▶ **EXTRACT TO READ**:
Start of Block
The chemical neonicotinoids (thiacloprid and acetamiprid) known as neonics are available at most garden centres and are thought to cause bees real problems.

On a wider scale chemicals used in farming practices cause widespread bee loss. There are studies and arguments over whether farming use of neonics are responsible for our bee loss.

3. Retain Weeds

Bees love weeds! Dandelions in particular are adored by bumblebees and honeybees like clover flowers. Leave some for the bees by keeping a wild patch in your garden.

4. Provide a Water Source

Not many of us think about bees needing a drink, but they do get thirsty.

Bees drown in deep, cold water but a great way to help them is by putting out a terracotta saucer filled with pebbles and water. Pebbles give bees and butterflies something to sit on and drink in safety. Bee baths need filling regularly as hot sun can dry them out within a day.

How to Feed and House a Bee

bee hotel house

Bee houses we’ve mentioned, but these do provide a safe place for solitary bees to nest.
End of Block
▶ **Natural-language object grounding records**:
Start of Block
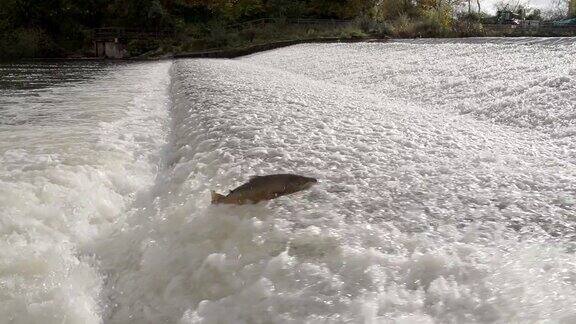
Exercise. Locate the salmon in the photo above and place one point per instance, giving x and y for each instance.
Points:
(260, 188)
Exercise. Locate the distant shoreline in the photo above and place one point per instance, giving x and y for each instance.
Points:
(222, 53)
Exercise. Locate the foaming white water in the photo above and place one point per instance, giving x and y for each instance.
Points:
(421, 215)
(72, 158)
(526, 82)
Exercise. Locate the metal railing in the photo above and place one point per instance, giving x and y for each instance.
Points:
(108, 33)
(292, 21)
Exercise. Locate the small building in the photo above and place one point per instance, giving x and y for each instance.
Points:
(507, 17)
(110, 48)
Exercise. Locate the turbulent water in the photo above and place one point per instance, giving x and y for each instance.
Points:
(447, 186)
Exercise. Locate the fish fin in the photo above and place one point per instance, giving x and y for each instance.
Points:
(216, 197)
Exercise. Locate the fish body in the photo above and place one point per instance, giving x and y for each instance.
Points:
(267, 187)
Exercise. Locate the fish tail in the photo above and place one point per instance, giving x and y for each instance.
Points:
(216, 197)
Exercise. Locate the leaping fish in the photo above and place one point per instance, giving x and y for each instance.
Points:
(267, 187)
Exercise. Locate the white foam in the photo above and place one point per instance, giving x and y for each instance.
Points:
(65, 178)
(421, 215)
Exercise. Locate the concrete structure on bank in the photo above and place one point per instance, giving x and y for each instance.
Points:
(110, 48)
(110, 43)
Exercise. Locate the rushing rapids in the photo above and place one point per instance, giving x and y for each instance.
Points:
(447, 181)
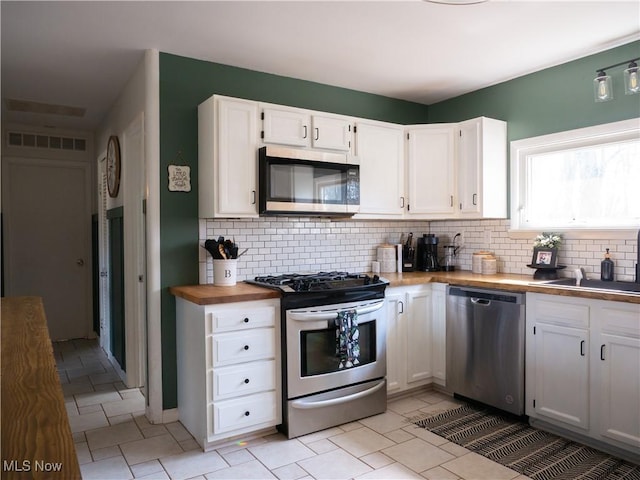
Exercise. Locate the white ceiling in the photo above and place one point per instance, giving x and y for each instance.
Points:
(81, 54)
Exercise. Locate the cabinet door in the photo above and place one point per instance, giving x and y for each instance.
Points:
(618, 364)
(418, 326)
(469, 157)
(380, 149)
(235, 177)
(395, 341)
(431, 169)
(286, 127)
(331, 133)
(562, 374)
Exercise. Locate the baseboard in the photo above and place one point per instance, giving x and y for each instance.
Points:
(602, 446)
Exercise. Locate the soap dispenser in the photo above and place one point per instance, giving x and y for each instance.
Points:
(606, 268)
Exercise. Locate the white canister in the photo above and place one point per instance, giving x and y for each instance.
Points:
(489, 265)
(476, 260)
(225, 272)
(387, 258)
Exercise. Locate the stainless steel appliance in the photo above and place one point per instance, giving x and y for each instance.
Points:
(485, 346)
(296, 181)
(317, 392)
End of Block
▶ **GOAL OF THE EXERCISE**:
Extend the text on helping bees in the garden, starting after its last sentence. The records were drawn from a separate source and are unrelated to the text on helping bees.

▶ **OUTPUT FOR THIS EXERCISE**:
Make one using a square frame filled with hollow bamboo canes or buy one from a garden centre or online. Whichever you choose needs to be set up correctly or you’ll have a vacancy sign forever.

Put your bee house in a south-facing position that isn’t in direct sunlight. It will need a roof so rain doesn’t get in, and be fixed against a fence. Bee houses on a chain turn into wind tunnels, and no-one appreciates a draft on their back, not least bees.

You can leave long stalks, dry flower borders and dead wood around for other types of bee.

Alongside growing more flowers you can feed bees a sugar solution. Mix a half and half mixture of water with granulated sugar and pop it in your bee bath or in a saucer. Bees will alight for an energy filled drink.

When To Rescue A Bee

Don’t bee scared (!), bees are not aggressive creatures, they do sting when hurt, but this leads to their death so it’s a last resort. A bee will walk over your hands and arms without stinging you, but whacking it, screaming and infecting children with panic does no-one any favours.

If you don’t want the bee on you (really you should be honoured) put your body part against flowers or greenery and it will walk away. And that buzz that so terrifies people? It’s just their wings vibrating in the wind. When scared bees flap them more it’s to try and scare away predators.

If you do get stung put an ice pack over the area and it’ll go off. Interestingly, beekeepers rarely get arthritis and studies are revealing bee venom may be an effective treatment against rheumatism and forms of arthritis.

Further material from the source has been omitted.